>>

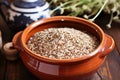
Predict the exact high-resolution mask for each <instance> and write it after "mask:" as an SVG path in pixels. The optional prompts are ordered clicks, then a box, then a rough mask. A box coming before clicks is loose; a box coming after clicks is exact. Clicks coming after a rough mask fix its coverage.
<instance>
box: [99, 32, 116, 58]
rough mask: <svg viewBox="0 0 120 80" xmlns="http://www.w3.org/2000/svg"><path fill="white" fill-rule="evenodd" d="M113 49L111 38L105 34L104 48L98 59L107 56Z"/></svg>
mask: <svg viewBox="0 0 120 80" xmlns="http://www.w3.org/2000/svg"><path fill="white" fill-rule="evenodd" d="M114 47H115V42H114V40H113V38H112V37H111V36H109V35H107V34H105V43H104V47H102V50H101V51H102V52H100V53H101V54H100V57H105V56H106V55H108V54H109V53H110V52H111V51H112V50H113V49H114Z"/></svg>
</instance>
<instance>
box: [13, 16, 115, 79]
mask: <svg viewBox="0 0 120 80" xmlns="http://www.w3.org/2000/svg"><path fill="white" fill-rule="evenodd" d="M51 27H70V28H75V29H78V30H84V31H88V32H90V33H91V34H93V35H95V36H96V37H97V38H98V39H99V40H100V44H99V46H98V47H97V48H96V49H95V50H94V51H93V52H91V53H90V54H88V55H85V56H82V57H80V58H75V59H63V60H59V59H49V58H46V57H42V56H40V55H37V54H35V53H33V52H32V51H31V50H29V49H28V48H27V46H26V42H27V41H28V39H29V37H30V36H32V35H33V34H34V33H36V32H38V31H42V30H44V29H46V28H51ZM13 44H14V47H15V48H17V49H18V50H19V51H20V56H21V59H22V60H23V63H24V64H25V66H26V67H27V68H28V70H29V71H30V72H31V73H33V74H34V75H35V76H37V77H38V78H40V79H42V80H83V79H86V78H90V76H92V75H93V74H94V73H95V72H96V71H97V70H98V68H99V67H100V66H101V65H102V64H103V62H104V60H105V57H106V56H107V55H108V54H109V53H110V52H111V51H112V50H113V48H114V46H115V45H114V40H113V39H112V37H110V36H109V35H107V34H105V33H104V32H103V30H102V29H101V28H100V27H99V26H98V25H96V24H95V23H93V22H90V21H88V20H85V19H82V18H77V17H70V16H56V17H51V18H46V19H42V20H39V21H36V22H34V23H32V24H31V25H29V26H28V27H27V28H26V29H25V30H24V31H21V32H18V33H17V34H16V35H15V36H14V38H13Z"/></svg>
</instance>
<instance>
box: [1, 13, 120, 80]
mask: <svg viewBox="0 0 120 80" xmlns="http://www.w3.org/2000/svg"><path fill="white" fill-rule="evenodd" d="M108 19H109V16H108V15H107V14H103V15H100V16H99V17H98V18H97V20H96V21H95V23H96V24H98V25H99V26H101V28H102V29H103V30H104V31H105V33H107V34H109V35H111V36H112V37H113V38H114V40H115V45H116V46H115V49H114V50H113V51H112V52H111V53H110V54H109V55H108V56H107V58H106V60H105V62H104V64H103V65H102V67H100V68H99V70H98V71H97V72H96V74H95V75H94V77H93V78H92V79H91V80H120V23H117V22H113V23H112V28H111V29H106V24H107V22H108ZM0 30H2V36H3V43H4V44H5V43H6V42H8V41H11V37H10V30H9V28H8V26H7V24H6V23H5V22H4V20H3V19H2V17H1V15H0ZM0 80H38V79H37V78H36V77H35V76H34V75H32V74H31V73H30V72H29V71H28V70H27V69H26V67H25V66H24V64H23V62H22V60H21V59H20V58H18V60H16V61H8V60H6V59H5V56H4V53H3V52H2V50H1V52H0Z"/></svg>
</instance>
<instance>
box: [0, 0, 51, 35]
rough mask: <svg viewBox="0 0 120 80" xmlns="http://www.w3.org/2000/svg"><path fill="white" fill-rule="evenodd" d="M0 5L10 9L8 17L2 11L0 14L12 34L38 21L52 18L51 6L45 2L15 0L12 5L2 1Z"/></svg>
mask: <svg viewBox="0 0 120 80" xmlns="http://www.w3.org/2000/svg"><path fill="white" fill-rule="evenodd" d="M0 5H1V6H3V5H5V6H6V7H7V8H8V10H7V13H8V14H7V15H5V14H4V13H3V10H1V9H0V13H1V15H2V17H3V18H4V20H5V21H6V22H7V24H8V26H9V28H10V30H11V31H12V33H16V32H18V31H20V30H23V29H24V28H25V27H26V26H28V25H29V24H30V23H32V22H34V21H36V20H39V19H42V18H48V17H50V14H49V11H50V9H49V4H48V2H46V1H45V0H14V1H13V2H12V3H8V1H7V0H2V2H1V3H0Z"/></svg>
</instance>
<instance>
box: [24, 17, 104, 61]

<<

**Exercise goal:** Rewrite all the lines above, swapping every "rough mask" for "coarse mask" and keeping everything else unchanged. Leave the pictures out.

**Answer to this exercise:**
Predict the exact high-resolution mask for each <instance> and write it after "mask:" as an SVG path in pixels. The optional prompts are ordered clicks, then a box, then a coarse mask. A box coming before clicks is loose; a box coming after clicks is exact. Clicks coming after a coarse mask fix its coverage.
<instance>
box: [99, 32, 116, 58]
coarse mask: <svg viewBox="0 0 120 80" xmlns="http://www.w3.org/2000/svg"><path fill="white" fill-rule="evenodd" d="M113 49L111 38L105 34L104 48L98 59L107 56Z"/></svg>
mask: <svg viewBox="0 0 120 80" xmlns="http://www.w3.org/2000/svg"><path fill="white" fill-rule="evenodd" d="M114 47H115V42H114V40H113V38H112V37H111V36H109V35H107V34H105V43H104V47H102V50H101V51H102V52H100V53H101V54H100V57H105V56H106V55H108V54H109V53H110V52H111V51H112V50H113V49H114Z"/></svg>
</instance>
<instance>
box: [13, 16, 115, 79]
mask: <svg viewBox="0 0 120 80" xmlns="http://www.w3.org/2000/svg"><path fill="white" fill-rule="evenodd" d="M51 27H70V28H75V29H78V30H84V31H88V32H90V33H91V34H93V35H95V36H96V37H97V38H98V39H99V40H100V44H99V46H98V47H97V48H96V49H95V50H94V51H93V52H91V53H90V54H88V55H85V56H82V57H80V58H75V59H63V60H59V59H49V58H46V57H42V56H40V55H37V54H35V53H33V52H32V51H31V50H29V49H28V48H27V46H26V42H27V41H28V39H29V37H30V36H32V35H33V34H34V33H36V32H38V31H42V30H44V29H46V28H51ZM13 44H14V47H15V48H17V49H18V50H19V51H20V56H21V59H22V60H23V63H24V64H25V66H26V67H27V68H28V70H29V71H30V72H31V73H33V74H34V75H35V76H37V77H38V78H40V79H42V80H83V79H86V78H90V76H92V75H93V74H94V73H95V72H96V71H97V70H98V68H99V67H100V66H101V65H102V64H103V62H104V60H105V57H106V56H107V55H108V54H109V53H110V52H111V51H112V50H113V48H114V46H115V45H114V40H113V39H112V37H110V36H109V35H107V34H105V33H104V32H103V30H102V29H101V28H100V27H99V26H98V25H96V24H95V23H93V22H90V21H88V20H85V19H82V18H77V17H70V16H56V17H51V18H46V19H42V20H39V21H36V22H34V23H32V24H31V25H29V26H28V27H27V28H26V29H25V30H24V31H21V32H18V33H17V34H16V35H15V36H14V38H13Z"/></svg>
</instance>
<instance>
box: [1, 13, 120, 80]
mask: <svg viewBox="0 0 120 80" xmlns="http://www.w3.org/2000/svg"><path fill="white" fill-rule="evenodd" d="M108 19H109V16H108V15H107V14H103V15H100V16H99V17H98V18H97V20H96V21H95V23H96V24H98V25H99V26H101V28H102V29H103V30H104V31H105V33H107V34H109V35H111V36H112V37H113V38H114V40H115V45H116V46H115V49H114V50H113V51H112V52H111V53H110V54H109V55H108V56H107V58H106V60H105V62H104V64H103V65H102V67H100V68H99V70H98V71H97V72H96V74H95V75H94V77H93V78H92V79H91V80H120V23H117V22H113V23H112V28H111V29H106V24H107V22H108ZM0 30H2V36H3V43H4V44H5V43H6V42H8V41H11V37H10V30H9V28H8V26H7V24H6V23H5V22H4V20H3V19H2V17H1V15H0ZM0 80H38V79H37V78H36V77H35V76H34V75H32V74H31V73H30V72H29V71H28V70H27V69H26V67H25V66H24V64H23V62H22V60H21V59H20V58H18V60H16V61H8V60H6V59H5V56H4V53H3V52H2V50H1V52H0Z"/></svg>
</instance>
<instance>
box: [0, 0, 51, 35]
coarse mask: <svg viewBox="0 0 120 80" xmlns="http://www.w3.org/2000/svg"><path fill="white" fill-rule="evenodd" d="M0 5L10 9L8 17L2 11L0 14L12 34L38 21L52 18L51 6L45 2L15 0L12 5L2 1Z"/></svg>
mask: <svg viewBox="0 0 120 80" xmlns="http://www.w3.org/2000/svg"><path fill="white" fill-rule="evenodd" d="M0 5H1V6H3V5H5V6H6V7H7V8H8V10H7V13H8V14H7V15H5V14H4V13H3V10H1V9H0V13H1V15H2V17H3V18H4V20H5V21H6V22H7V24H8V26H9V28H10V30H11V31H12V33H16V32H18V31H20V30H23V29H24V28H25V27H26V26H28V25H29V24H30V23H32V22H34V21H36V20H39V19H42V18H48V17H50V14H49V11H50V9H49V4H48V2H46V1H45V0H14V1H13V2H12V3H8V1H7V0H2V2H1V3H0Z"/></svg>
</instance>
<instance>
box: [24, 17, 104, 61]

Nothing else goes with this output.